• **What to do**: Rewrite every line from the start of the records through the line that contains "805,111 -> 827,352", both included, with the requests kept, and raise each bounding-box coordinate in the answers by 11 while leaving the requests and their sample outputs unchanged. Omit the pictures.

• **Data shown**:
● ● ● ●
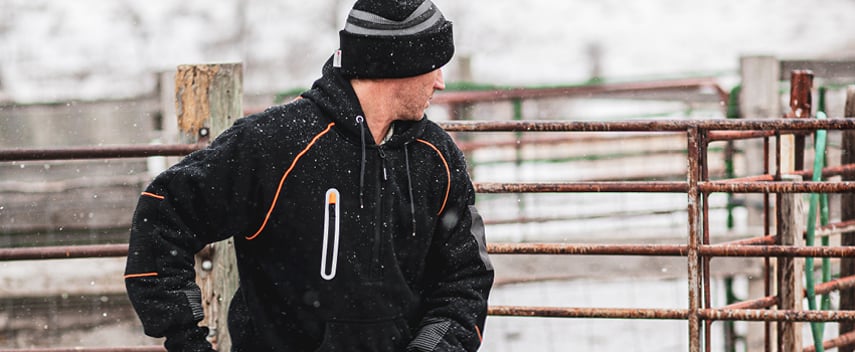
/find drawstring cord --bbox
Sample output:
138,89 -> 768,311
356,115 -> 365,209
404,142 -> 416,237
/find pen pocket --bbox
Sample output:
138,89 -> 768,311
321,188 -> 341,280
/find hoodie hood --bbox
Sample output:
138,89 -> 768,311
301,57 -> 428,148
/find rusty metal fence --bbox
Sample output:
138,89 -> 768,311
0,75 -> 855,352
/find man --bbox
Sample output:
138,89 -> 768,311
125,0 -> 493,352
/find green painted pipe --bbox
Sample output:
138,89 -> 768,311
805,111 -> 827,352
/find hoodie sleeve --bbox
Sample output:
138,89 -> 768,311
125,120 -> 255,352
407,142 -> 493,352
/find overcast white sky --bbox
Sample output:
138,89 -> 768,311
0,0 -> 855,101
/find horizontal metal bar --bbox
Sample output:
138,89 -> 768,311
475,181 -> 689,193
722,276 -> 855,309
802,331 -> 855,352
700,245 -> 855,258
432,78 -> 728,104
6,243 -> 855,261
0,346 -> 166,352
6,243 -> 855,261
708,131 -> 775,142
487,306 -> 855,322
487,243 -> 689,256
0,144 -> 205,161
698,309 -> 855,322
698,181 -> 855,193
487,243 -> 855,258
0,244 -> 128,261
487,306 -> 689,320
438,118 -> 855,134
475,181 -> 855,193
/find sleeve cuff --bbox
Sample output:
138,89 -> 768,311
164,326 -> 214,352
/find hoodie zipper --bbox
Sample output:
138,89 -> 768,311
371,146 -> 389,280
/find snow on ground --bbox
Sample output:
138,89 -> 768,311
0,0 -> 855,351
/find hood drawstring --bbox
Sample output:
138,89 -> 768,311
404,142 -> 416,237
356,115 -> 365,209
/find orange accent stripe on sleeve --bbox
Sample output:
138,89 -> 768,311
125,273 -> 157,279
142,192 -> 166,200
245,122 -> 335,241
416,139 -> 451,215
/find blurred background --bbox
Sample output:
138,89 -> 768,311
0,0 -> 855,351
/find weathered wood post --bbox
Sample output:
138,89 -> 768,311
839,86 -> 855,352
776,70 -> 813,352
777,175 -> 806,352
737,56 -> 781,352
175,63 -> 243,351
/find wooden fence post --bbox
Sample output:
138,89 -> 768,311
175,63 -> 243,351
838,86 -> 855,352
736,56 -> 781,352
777,175 -> 807,352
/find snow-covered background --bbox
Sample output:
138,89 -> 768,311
0,0 -> 855,351
0,0 -> 855,102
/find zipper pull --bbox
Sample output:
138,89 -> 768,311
377,148 -> 389,181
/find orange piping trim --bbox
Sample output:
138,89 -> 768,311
125,273 -> 157,279
416,139 -> 451,215
246,122 -> 335,241
142,192 -> 166,200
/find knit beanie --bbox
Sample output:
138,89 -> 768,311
333,0 -> 454,78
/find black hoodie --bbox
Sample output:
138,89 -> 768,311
125,62 -> 493,352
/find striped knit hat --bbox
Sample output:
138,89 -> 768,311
333,0 -> 454,78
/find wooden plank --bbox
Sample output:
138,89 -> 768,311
777,175 -> 807,352
175,63 -> 243,351
839,86 -> 855,352
734,56 -> 782,352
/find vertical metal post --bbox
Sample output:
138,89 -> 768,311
838,86 -> 855,352
175,63 -> 243,351
698,130 -> 713,352
687,128 -> 701,352
787,70 -> 813,170
739,56 -> 781,352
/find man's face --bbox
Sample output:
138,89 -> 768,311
397,69 -> 445,120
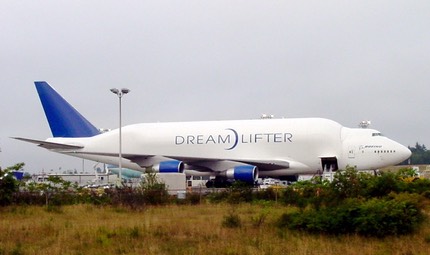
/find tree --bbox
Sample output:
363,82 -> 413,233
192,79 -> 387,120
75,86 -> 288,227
0,163 -> 25,206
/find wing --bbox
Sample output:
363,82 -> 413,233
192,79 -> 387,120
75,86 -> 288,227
11,137 -> 84,150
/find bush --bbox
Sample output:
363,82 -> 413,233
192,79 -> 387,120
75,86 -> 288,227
279,196 -> 424,237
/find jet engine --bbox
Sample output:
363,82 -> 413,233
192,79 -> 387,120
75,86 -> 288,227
153,160 -> 184,173
225,165 -> 258,183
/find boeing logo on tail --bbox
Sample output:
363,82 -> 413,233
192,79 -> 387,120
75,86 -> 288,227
15,81 -> 411,187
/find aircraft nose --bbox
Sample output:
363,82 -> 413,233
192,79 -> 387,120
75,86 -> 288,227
398,145 -> 412,161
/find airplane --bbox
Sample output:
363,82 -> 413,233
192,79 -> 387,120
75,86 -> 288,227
13,81 -> 411,186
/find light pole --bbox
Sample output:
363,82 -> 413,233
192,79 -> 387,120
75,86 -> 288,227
110,88 -> 130,183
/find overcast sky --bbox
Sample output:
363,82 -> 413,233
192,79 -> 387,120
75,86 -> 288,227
0,0 -> 430,173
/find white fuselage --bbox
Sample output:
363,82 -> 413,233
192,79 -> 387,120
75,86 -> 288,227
47,118 -> 411,176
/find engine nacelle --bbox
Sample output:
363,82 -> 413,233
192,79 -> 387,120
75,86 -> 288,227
153,160 -> 184,173
225,165 -> 258,183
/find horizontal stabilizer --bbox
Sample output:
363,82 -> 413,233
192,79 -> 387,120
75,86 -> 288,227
12,137 -> 84,150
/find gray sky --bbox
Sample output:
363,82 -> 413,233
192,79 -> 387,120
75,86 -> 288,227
0,0 -> 430,172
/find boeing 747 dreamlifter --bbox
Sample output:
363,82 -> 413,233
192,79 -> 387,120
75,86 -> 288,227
16,81 -> 411,185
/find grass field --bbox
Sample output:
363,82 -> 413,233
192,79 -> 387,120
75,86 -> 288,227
0,204 -> 430,255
● ● ● ●
• **Solved problem**:
/find drawstring cord --bbox
Sample output:
138,89 -> 768,311
367,126 -> 376,220
415,153 -> 427,248
/find pen pocket --bbox
Sample output:
138,89 -> 768,311
332,199 -> 352,291
/find hoodie hood --bbox
Sample output:
138,89 -> 768,311
312,68 -> 439,159
/find rusty metal fence --bbox
Sample output:
138,89 -> 768,311
11,86 -> 866,363
/find man --bbox
Sample output:
138,89 -> 768,311
136,11 -> 504,363
/find green painted pipe --bbox
Sample output:
138,89 -> 768,311
816,122 -> 838,363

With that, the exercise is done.